### O que se pede
Transcreva integralmente, sem nenhuma alteração, o trecho a seguir sobre Esty e a comunidade hassídica.

──────── Trecho do documento

Tão logo chega, conhece um grupo de jovens músicos e passa a descobrir uma vida totalmente diferente do que vivia anteriormente. Seu sonho de se expressar e existir através da música pode finalmente começar a tomar forma, uma vez que fora impedida dentro da comunidade hassídica. Nessa comunidade, antes do casamento, o cabelo das mulheres é raspado, sendo principal razão desse costume a proteção da mulher dos olhares de outros homens e também um sinal de que ela está casada (2). Em Berlim, quando os novos amigos de Esty entram no lago e a chamam, a peruca que usava para cobrir a cabeça raspada se desprende como se tivesse se libertando de sua vida anterior para sua nova vida.
O judeu ortodoxo cumpre fielmente os princípios do judaísmo, rejeitando mudanças e renovações nos costumes e nos rituais religiosos. No judaísmo ortodoxo, os preceitos da Lei Judaica (Halachá) são cumpridos quase sempre à risca como forma de preservar a tradição. O Rabino, líder religioso da comunidade, decide enviar Yanki e seu primo Moishe Lefkovitch (Jeff Wilbusch) para Berlim em missão de trazer Esty de volta para a comunidade com cenas em que o primo mostra toda sua misoginia. Esty, mesmo coagida, mantém sua decisão e permanece em Berlim tomando seu destino na mão.

────────────────
──────── Conjunto de dados

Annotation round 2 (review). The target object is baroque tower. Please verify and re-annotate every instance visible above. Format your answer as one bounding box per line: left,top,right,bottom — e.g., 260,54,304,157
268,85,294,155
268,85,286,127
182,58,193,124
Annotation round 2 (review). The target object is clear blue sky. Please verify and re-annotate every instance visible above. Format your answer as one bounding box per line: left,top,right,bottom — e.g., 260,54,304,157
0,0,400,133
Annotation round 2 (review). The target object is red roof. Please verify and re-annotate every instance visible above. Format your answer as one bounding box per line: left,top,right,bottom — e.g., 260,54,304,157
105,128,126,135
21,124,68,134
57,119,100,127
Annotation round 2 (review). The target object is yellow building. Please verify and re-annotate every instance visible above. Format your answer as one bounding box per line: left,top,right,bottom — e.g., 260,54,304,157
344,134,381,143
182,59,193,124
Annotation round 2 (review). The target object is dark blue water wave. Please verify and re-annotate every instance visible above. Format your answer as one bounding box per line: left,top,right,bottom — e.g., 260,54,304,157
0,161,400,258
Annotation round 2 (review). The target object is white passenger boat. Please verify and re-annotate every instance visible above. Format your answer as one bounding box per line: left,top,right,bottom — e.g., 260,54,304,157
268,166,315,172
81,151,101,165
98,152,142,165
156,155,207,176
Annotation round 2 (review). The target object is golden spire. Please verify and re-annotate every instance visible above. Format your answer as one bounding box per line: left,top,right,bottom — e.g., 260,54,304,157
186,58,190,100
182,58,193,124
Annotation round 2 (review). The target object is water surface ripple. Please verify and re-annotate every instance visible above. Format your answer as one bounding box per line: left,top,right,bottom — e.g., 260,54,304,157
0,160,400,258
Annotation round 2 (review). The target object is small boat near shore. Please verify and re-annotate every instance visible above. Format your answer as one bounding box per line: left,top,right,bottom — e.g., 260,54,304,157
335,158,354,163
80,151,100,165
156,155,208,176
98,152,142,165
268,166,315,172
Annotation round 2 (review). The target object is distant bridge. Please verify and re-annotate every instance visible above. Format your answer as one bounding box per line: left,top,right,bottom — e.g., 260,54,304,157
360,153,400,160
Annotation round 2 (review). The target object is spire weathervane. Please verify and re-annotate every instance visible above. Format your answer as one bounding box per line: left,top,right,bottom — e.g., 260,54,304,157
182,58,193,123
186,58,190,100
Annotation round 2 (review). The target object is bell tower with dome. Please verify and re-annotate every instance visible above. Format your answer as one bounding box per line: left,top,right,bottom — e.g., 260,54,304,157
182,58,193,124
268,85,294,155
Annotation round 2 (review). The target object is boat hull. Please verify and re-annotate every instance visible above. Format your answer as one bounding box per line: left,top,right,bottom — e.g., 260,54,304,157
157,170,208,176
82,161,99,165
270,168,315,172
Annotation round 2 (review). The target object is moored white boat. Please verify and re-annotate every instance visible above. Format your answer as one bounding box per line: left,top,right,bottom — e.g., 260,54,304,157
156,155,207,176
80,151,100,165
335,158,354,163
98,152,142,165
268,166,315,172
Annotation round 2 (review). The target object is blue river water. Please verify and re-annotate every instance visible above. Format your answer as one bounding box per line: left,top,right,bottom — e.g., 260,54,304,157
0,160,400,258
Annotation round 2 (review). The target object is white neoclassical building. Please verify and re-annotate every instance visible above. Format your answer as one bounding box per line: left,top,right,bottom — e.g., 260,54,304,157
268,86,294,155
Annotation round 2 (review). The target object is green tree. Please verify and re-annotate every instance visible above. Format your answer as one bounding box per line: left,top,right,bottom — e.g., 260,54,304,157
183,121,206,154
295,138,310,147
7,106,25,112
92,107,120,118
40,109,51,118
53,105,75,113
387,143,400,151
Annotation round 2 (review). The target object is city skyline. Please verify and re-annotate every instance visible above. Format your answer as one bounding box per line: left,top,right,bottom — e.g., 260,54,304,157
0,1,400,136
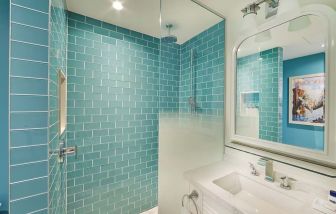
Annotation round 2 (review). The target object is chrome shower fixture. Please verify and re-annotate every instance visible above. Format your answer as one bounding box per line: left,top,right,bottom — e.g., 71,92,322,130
161,24,177,43
241,0,280,17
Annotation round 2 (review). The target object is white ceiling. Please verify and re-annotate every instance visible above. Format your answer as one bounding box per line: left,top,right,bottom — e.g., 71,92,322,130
238,16,327,60
66,0,336,44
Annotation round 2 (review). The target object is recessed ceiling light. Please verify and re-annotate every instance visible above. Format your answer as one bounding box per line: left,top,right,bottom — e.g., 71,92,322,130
112,1,124,10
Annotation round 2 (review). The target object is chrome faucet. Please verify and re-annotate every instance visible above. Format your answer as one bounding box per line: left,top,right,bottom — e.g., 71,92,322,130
258,158,274,182
280,176,296,190
249,162,259,176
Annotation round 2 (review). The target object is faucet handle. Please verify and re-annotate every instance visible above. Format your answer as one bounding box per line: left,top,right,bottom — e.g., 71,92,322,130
280,176,296,190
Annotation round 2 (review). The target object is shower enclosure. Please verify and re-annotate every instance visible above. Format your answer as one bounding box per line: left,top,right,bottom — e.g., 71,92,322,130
3,0,224,214
158,0,225,214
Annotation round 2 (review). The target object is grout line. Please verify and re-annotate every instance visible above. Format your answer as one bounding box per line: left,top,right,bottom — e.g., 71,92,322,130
11,3,49,15
10,192,48,202
10,160,48,167
11,57,48,64
11,21,48,31
10,75,48,80
9,176,48,185
10,127,48,131
10,144,46,150
12,39,49,48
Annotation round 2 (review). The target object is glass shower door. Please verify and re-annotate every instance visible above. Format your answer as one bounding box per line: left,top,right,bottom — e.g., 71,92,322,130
48,0,67,214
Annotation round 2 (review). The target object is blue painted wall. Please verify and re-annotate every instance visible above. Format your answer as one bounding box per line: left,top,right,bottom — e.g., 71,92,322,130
10,0,49,214
0,0,9,210
283,53,325,150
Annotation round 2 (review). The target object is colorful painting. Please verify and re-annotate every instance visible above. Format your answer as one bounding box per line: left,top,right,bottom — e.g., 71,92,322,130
288,73,325,126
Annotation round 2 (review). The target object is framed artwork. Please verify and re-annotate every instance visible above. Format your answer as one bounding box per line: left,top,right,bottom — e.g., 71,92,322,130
288,73,325,126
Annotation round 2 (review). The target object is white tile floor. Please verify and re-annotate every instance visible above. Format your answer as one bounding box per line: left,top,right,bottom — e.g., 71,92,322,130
140,207,159,214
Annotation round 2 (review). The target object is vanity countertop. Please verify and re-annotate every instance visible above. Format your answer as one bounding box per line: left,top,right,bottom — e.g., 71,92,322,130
184,157,326,214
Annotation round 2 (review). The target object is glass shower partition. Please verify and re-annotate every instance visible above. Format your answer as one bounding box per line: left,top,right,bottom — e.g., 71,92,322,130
48,0,68,214
158,0,225,214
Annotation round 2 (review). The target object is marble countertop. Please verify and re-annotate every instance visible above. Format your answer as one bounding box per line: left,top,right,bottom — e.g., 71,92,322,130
184,155,326,214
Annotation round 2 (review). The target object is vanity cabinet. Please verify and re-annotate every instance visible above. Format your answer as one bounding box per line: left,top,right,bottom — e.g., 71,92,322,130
185,184,241,214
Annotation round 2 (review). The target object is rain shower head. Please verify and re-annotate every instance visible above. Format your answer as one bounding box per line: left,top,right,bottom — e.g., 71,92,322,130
161,24,177,43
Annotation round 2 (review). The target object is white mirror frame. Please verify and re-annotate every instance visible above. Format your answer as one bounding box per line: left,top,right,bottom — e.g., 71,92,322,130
225,4,336,167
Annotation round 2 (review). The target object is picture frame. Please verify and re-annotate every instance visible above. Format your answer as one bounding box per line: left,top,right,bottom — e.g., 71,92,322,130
288,73,325,126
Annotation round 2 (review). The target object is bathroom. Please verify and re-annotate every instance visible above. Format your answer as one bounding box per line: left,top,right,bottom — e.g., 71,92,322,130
0,0,336,214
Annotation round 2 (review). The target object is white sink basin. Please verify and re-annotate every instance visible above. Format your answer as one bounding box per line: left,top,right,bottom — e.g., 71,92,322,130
213,172,304,214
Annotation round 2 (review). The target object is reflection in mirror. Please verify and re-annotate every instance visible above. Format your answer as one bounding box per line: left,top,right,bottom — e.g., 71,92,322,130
235,15,327,151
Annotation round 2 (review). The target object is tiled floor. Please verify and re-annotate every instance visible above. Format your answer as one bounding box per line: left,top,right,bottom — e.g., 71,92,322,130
140,207,159,214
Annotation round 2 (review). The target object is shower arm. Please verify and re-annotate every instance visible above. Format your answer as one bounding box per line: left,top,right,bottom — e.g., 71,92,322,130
241,0,280,16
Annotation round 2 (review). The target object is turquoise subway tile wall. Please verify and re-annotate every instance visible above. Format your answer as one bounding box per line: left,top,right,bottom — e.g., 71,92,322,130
179,21,225,116
160,41,181,112
9,0,49,214
48,0,68,214
0,0,9,212
67,13,159,214
237,48,283,142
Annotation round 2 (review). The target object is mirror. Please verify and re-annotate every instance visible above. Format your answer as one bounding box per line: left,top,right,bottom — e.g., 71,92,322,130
234,15,328,152
58,70,67,136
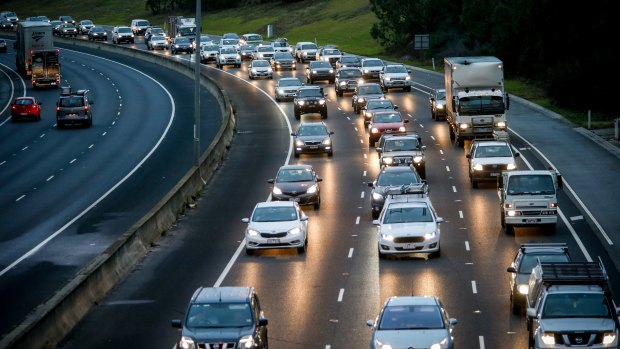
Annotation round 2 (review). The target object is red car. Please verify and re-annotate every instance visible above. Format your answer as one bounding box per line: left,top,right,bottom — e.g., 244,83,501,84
368,110,409,147
11,97,41,121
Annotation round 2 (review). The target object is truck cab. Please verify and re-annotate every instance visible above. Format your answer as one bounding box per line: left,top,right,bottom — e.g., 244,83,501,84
497,170,562,234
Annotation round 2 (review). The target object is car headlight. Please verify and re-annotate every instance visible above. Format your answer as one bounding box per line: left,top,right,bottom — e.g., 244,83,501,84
238,335,254,348
424,231,437,240
540,333,555,345
179,336,196,349
381,233,394,241
603,332,616,344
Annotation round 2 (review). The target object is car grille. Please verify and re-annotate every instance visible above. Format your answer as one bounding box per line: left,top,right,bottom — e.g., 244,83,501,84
394,236,424,244
198,342,236,349
260,231,286,239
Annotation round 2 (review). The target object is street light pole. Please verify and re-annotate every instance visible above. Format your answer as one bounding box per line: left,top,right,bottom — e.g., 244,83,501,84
194,0,202,166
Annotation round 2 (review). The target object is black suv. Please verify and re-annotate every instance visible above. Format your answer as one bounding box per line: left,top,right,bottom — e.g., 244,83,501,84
508,243,571,314
293,86,327,120
334,68,363,97
377,132,426,179
171,287,268,349
56,87,94,128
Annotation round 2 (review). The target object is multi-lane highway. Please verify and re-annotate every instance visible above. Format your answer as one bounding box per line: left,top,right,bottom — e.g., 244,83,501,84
0,39,222,334
35,34,619,348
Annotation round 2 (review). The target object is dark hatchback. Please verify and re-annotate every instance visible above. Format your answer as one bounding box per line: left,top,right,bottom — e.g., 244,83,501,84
267,165,323,209
291,122,334,158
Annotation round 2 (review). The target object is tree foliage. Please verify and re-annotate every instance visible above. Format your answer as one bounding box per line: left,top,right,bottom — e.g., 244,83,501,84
370,0,618,112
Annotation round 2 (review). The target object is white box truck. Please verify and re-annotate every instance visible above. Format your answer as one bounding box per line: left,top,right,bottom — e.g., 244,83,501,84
497,170,562,234
444,56,509,146
15,21,56,78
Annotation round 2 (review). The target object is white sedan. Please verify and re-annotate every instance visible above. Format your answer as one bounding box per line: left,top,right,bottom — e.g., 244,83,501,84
242,201,308,255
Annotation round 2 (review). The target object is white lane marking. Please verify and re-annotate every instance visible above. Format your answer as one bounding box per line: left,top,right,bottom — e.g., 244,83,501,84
0,49,176,276
510,129,614,245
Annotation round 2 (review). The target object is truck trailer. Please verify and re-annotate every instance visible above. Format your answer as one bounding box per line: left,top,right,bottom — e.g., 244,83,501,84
444,56,510,146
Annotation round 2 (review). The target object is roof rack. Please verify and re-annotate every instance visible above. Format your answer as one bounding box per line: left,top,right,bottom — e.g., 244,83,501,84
538,257,608,286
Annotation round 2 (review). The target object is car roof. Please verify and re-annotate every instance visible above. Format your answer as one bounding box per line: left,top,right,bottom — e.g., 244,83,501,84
192,286,254,303
386,296,439,306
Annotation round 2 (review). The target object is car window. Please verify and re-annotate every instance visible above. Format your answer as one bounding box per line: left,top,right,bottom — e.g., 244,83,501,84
276,169,314,182
379,305,444,330
383,207,433,224
297,125,329,136
252,206,297,222
377,171,419,187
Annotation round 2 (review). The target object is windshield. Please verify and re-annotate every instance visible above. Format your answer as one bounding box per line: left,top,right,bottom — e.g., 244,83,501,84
383,138,420,152
373,113,402,123
385,65,407,74
298,88,323,97
507,174,555,195
377,171,419,187
185,303,253,328
366,99,394,110
340,69,362,78
542,293,610,318
379,305,444,330
276,168,314,183
519,254,570,274
475,145,512,158
278,79,301,86
252,206,297,222
358,85,383,95
459,96,504,115
297,125,328,136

────────────────

### Resolução da tarefa
Tão logo chega, conhece um grupo de jovens músicos e passa a descobrir uma vida totalmente diferente do que vivia anteriormente. Seu sonho de se expressar e existir através da música pode finalmente começar a tomar forma, uma vez que fora impedida dentro da comunidade hassídica. Nessa comunidade, antes do casamento, o cabelo das mulheres é raspado, sendo principal razão desse costume a proteção da mulher dos olhares de outros homens e também um sinal de que ela está casada (2). Em Berlim, quando os novos amigos de Esty entram no lago e a chamam, a peruca que usava para cobrir a cabeça raspada se desprende como se tivesse se libertando de sua vida anterior para sua nova vida.
O judeu ortodoxo cumpre fielmente os princípios do judaísmo, rejeitando mudanças e renovações nos costumes e nos rituais religiosos. No judaísmo ortodoxo, os preceitos da Lei Judaica (Halachá) são cumpridos quase sempre à risca como forma de preservar a tradição. O Rabino, líder religioso da comunidade, decide enviar Yanki e seu primo Moishe Lefkovitch (Jeff Wilbusch) para Berlim em missão de trazer Esty de volta para a comunidade com cenas em que o primo mostra toda sua misoginia. Esty, mesmo coagida, mantém sua decisão e permanece em Berlim tomando seu destino na mão.